== Records provided ==
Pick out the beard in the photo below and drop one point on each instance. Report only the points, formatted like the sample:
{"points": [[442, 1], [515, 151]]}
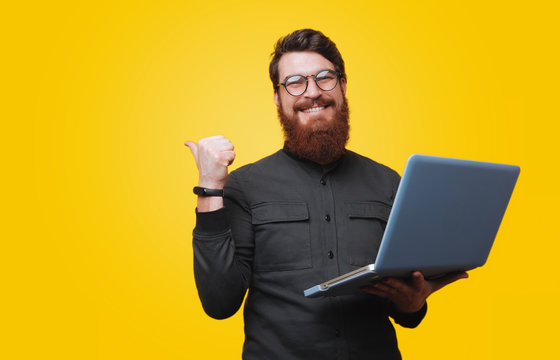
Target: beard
{"points": [[322, 142]]}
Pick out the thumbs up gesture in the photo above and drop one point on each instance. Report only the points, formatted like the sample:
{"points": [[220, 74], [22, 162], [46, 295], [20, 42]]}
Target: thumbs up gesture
{"points": [[213, 155]]}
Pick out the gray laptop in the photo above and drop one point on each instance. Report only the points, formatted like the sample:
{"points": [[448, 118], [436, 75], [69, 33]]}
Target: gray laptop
{"points": [[445, 217]]}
===
Task objective: Rewrite the stretch from the line containing "Pick out the gray" through the end of the records, swapping "laptop" for "notebook" and leaving everything else as is.

Result of this exercise:
Pick out the gray notebook in the photo above and drop one point on each instance. Report only the points, formatted like the sample:
{"points": [[448, 118], [436, 75], [69, 33]]}
Target: gray notebook
{"points": [[445, 217]]}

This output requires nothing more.